##### TEXT SECTION #####

The transmitter is mechanically easier, but a bigger challenge electronically. Various inductances have to be calculated for 6 bands; the crystal circuit and the grid resonance circuit.
At first I checked the dimensions of all components and see if they will fit. Because none of the parts are original, it takes some puzzling to fit everything in the available space. The transmitter subchassis is about 100mm wide and that leaves about 140mm for the meter with the switches left and right of the meter. Sounds easy, but the meterbody (the part that goes through the frontpanel) is 57mm. The ceramic 3-position switch also measures about 57mm across its contacts, leaving 26mm for the 6-position meter switch. And that is not enough.
In the original, the switches are mounted partly behind the meter, what means the axis is very near the meter body, see original:
Front view of the transmitter. See how close the switches are to the meter.

#####

*STATED GOAL 1*
In the text on the transmitter build, rewrite the paragraph beginning "At first I checked the dimensions" as a short list that keeps its main facts.
*STATED GOAL 2*
Collect every line of the entries that contains the word "jacket". Case counts.

##### RECORDS SHOWN #####

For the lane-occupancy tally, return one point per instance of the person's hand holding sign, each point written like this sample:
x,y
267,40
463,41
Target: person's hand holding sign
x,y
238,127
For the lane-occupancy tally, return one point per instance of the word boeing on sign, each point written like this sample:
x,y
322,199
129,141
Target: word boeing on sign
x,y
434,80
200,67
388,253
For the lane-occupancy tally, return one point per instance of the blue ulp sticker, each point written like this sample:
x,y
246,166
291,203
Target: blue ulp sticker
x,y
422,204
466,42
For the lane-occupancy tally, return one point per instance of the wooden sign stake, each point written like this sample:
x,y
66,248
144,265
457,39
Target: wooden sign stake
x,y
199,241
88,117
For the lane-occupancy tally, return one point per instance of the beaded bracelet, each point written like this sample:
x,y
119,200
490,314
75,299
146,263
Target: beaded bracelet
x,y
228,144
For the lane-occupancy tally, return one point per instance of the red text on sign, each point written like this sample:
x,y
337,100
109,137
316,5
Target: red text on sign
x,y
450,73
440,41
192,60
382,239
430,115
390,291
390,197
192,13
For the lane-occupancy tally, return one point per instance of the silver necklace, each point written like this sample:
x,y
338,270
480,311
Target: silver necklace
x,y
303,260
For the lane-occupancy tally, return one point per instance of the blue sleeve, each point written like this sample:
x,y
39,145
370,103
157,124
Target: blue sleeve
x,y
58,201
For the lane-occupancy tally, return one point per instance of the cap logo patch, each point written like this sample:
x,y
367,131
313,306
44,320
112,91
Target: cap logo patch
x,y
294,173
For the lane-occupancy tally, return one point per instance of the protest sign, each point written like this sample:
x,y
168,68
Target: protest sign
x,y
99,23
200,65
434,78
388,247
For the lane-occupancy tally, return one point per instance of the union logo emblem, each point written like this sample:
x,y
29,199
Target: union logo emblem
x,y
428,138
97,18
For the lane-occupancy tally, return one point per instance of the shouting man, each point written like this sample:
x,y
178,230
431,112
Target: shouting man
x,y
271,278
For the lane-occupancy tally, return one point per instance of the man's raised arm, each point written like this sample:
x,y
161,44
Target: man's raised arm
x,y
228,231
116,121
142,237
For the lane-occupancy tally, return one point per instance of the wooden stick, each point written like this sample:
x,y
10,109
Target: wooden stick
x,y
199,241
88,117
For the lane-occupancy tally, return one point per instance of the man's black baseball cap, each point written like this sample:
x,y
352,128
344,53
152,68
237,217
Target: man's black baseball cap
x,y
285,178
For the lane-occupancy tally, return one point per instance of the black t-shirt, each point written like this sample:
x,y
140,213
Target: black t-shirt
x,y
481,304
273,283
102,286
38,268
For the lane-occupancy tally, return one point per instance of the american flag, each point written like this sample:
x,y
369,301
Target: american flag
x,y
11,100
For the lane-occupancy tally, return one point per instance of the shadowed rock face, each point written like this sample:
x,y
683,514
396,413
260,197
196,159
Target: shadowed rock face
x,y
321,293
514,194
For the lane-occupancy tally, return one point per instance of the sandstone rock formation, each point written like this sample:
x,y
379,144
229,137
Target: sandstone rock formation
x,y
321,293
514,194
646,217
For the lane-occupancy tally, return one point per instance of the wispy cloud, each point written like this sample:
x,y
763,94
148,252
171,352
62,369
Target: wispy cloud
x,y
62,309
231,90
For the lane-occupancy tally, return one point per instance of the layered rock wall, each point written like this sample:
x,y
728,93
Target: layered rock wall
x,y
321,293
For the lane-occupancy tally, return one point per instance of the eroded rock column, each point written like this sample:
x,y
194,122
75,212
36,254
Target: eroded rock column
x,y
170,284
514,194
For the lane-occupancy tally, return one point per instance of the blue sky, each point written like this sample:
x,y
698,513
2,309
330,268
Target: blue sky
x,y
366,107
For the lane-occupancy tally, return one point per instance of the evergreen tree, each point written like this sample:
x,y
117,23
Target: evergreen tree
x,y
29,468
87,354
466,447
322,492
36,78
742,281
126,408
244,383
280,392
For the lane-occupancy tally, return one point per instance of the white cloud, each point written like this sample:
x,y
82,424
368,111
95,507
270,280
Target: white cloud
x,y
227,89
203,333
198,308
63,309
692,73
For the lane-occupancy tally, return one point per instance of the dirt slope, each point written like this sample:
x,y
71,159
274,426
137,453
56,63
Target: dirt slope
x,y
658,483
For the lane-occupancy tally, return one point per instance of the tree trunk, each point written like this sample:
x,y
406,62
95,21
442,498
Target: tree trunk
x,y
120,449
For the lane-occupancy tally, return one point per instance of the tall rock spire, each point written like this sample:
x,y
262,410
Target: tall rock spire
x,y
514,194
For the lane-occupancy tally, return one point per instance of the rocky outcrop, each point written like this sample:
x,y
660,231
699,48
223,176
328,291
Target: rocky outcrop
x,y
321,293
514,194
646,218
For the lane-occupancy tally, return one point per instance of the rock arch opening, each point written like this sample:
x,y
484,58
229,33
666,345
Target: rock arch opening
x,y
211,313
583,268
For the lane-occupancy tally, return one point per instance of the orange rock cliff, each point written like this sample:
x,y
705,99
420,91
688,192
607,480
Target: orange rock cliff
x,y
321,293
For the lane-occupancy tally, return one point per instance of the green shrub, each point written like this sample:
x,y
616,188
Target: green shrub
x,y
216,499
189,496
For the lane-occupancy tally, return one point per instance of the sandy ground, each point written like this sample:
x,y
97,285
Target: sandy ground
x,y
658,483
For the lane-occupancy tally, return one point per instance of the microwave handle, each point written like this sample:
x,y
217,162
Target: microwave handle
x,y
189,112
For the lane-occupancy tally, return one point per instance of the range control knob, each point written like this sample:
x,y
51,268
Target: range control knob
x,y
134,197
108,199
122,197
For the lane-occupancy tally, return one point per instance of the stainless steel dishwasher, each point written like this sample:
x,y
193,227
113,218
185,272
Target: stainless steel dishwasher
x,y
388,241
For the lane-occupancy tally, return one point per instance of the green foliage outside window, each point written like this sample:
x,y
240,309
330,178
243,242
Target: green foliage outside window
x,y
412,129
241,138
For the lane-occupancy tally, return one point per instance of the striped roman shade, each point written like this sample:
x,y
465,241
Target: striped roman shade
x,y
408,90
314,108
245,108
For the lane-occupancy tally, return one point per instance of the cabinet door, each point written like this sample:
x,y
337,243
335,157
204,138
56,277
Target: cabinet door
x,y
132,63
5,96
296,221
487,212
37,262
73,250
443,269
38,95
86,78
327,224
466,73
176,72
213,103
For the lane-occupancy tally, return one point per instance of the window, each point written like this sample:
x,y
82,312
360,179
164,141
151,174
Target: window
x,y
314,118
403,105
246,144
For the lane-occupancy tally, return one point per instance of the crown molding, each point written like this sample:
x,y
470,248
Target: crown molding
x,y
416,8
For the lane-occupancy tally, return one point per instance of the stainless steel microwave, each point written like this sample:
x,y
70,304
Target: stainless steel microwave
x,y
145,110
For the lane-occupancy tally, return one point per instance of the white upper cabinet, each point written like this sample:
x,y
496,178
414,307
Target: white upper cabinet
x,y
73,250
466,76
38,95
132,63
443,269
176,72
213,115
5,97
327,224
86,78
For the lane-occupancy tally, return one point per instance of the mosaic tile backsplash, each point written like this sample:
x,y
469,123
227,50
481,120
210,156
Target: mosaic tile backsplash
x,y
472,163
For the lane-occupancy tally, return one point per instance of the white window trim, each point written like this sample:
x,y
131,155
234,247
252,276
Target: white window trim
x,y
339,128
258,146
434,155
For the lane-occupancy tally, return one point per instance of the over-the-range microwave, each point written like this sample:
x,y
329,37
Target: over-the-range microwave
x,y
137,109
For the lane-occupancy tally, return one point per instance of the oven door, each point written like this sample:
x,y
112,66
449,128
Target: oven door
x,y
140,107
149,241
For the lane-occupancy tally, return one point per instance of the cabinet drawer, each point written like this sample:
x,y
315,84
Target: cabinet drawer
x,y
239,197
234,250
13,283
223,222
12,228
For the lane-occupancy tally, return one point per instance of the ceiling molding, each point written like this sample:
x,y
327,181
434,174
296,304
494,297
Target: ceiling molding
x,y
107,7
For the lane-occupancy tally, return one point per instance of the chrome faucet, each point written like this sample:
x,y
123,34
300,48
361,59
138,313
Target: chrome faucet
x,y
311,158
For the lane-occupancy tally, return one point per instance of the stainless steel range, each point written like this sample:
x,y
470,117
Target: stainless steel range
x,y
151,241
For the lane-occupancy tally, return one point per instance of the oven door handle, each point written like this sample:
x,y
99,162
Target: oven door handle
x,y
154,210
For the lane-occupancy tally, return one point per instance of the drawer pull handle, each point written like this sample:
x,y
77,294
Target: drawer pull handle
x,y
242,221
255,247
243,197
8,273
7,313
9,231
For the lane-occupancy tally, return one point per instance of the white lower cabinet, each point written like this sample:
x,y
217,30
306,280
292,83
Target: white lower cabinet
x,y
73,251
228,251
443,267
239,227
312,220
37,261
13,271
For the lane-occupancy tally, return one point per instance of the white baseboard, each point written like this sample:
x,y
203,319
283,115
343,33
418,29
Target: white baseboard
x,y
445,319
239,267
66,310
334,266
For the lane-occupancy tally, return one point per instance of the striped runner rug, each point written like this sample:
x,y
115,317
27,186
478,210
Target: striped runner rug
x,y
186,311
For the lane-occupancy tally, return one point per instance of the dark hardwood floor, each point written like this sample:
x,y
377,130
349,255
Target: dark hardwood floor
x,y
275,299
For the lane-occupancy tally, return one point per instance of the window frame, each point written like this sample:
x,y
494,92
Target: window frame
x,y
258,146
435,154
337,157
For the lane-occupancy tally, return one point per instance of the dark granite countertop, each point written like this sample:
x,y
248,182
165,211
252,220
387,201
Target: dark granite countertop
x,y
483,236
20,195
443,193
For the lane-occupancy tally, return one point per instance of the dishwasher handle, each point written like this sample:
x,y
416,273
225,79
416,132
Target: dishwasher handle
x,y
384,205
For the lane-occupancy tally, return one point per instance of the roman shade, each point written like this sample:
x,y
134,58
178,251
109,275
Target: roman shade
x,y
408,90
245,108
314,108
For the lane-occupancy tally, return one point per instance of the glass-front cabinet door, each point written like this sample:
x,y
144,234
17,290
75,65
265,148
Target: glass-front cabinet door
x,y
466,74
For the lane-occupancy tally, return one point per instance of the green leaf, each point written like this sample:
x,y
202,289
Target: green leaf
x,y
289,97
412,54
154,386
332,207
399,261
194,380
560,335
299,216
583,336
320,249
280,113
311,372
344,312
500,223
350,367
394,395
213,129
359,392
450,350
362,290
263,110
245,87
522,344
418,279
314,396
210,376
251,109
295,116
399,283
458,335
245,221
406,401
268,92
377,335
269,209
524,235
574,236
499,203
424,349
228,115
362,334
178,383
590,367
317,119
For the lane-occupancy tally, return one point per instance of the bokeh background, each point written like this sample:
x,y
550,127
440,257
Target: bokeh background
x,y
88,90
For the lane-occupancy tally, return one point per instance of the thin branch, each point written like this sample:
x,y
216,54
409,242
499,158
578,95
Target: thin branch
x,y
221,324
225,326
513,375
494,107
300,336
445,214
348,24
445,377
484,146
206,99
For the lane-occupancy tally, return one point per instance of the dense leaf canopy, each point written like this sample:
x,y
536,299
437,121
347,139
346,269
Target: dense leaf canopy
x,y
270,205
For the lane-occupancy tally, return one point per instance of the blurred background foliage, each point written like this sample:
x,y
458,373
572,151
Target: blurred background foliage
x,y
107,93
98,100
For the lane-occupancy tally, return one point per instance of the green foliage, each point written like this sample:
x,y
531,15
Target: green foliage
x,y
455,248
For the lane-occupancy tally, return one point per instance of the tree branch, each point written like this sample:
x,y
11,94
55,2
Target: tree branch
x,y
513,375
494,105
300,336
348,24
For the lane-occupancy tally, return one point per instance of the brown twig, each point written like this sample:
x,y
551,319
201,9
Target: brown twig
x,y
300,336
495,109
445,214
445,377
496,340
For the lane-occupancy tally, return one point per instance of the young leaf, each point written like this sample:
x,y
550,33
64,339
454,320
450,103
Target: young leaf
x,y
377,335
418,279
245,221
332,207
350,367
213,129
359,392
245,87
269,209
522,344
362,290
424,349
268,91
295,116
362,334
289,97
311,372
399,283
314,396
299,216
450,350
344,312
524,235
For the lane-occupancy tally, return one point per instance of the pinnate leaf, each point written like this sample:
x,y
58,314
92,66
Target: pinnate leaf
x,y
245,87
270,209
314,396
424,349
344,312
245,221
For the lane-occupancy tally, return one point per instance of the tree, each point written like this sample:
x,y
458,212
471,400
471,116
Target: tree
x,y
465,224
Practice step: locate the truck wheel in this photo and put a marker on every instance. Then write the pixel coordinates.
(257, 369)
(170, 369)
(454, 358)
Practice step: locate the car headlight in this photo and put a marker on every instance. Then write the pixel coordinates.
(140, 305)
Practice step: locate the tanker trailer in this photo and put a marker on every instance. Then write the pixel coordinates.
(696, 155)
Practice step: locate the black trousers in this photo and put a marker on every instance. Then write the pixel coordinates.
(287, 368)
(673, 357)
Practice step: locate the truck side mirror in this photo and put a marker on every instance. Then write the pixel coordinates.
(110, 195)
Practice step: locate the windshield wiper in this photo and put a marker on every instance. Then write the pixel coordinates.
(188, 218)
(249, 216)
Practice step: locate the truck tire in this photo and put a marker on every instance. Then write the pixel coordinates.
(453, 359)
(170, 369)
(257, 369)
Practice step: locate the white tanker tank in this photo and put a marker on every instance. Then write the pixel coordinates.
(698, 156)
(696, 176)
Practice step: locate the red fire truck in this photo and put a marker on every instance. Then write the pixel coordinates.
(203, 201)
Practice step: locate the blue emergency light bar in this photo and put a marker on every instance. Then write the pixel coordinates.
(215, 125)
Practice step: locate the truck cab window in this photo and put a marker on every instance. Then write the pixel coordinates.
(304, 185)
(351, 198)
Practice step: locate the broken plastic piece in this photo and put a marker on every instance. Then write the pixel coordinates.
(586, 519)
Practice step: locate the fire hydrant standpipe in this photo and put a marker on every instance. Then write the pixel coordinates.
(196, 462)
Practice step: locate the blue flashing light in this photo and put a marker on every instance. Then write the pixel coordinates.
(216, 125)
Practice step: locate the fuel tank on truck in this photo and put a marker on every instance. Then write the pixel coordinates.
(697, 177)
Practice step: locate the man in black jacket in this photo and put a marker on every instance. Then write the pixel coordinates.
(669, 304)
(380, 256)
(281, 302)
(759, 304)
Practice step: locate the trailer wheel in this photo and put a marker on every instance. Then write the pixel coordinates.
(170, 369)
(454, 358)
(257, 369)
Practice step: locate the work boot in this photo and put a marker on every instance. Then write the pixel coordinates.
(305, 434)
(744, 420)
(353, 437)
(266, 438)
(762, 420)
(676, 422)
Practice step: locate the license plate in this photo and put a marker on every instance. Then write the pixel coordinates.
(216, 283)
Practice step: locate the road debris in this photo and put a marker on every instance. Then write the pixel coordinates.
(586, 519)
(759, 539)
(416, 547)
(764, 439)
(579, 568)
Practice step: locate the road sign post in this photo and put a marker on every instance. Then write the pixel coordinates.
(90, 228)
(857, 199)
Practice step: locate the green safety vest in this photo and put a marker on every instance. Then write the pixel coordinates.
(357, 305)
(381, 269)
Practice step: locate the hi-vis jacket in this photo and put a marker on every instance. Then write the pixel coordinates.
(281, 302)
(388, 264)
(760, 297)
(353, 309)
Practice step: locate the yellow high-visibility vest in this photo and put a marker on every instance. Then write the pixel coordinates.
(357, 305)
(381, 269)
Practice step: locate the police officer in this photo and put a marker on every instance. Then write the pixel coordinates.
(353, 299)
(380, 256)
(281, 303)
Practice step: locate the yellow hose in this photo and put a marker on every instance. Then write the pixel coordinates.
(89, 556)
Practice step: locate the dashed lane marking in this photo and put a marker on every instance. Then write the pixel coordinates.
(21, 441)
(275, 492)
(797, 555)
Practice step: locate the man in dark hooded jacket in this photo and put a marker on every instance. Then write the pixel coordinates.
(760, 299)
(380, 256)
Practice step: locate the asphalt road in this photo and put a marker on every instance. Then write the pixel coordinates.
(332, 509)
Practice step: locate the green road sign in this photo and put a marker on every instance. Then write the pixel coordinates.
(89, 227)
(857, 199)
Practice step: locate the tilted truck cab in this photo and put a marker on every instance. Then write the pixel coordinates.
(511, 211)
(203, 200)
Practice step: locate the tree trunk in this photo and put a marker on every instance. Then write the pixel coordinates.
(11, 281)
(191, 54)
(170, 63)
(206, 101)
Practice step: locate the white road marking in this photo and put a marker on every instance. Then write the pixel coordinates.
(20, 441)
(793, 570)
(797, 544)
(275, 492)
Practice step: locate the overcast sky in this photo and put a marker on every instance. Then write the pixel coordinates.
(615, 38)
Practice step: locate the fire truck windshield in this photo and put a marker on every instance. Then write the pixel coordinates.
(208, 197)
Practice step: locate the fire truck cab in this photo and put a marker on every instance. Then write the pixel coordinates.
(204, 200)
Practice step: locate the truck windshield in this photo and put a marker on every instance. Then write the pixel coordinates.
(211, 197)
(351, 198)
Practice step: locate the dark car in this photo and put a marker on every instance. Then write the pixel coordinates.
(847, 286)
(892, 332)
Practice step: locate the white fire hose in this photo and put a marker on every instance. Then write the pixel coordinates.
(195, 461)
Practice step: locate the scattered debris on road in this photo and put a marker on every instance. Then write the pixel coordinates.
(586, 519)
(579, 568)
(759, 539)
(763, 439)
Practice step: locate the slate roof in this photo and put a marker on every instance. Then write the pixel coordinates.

#####

*WRITTEN REPLY 1*
- All component dimensions were checked to see whether they would fit.
- None of the parts are original, so fitting everything into the available space takes some puzzling.
- The transmitter subchassis is about 100mm wide, which leaves about 140mm for the meter, with switches to its left and right.
- The meter body, the part that goes through the front panel, is 57mm.
- The ceramic 3-position switch measures about 57mm across its contacts.
- That leaves 26mm for the 6-position meter switch, which is not enough.

*WRITTEN REPLY 2*
Practice step: locate the man in black jacket in this photo and put a marker on every instance. Then write the pixel coordinates.
Practice step: locate the hi-vis jacket in this photo and put a marker on every instance. Then write the pixel coordinates.
Practice step: locate the man in dark hooded jacket in this photo and put a marker on every instance. Then write the pixel coordinates.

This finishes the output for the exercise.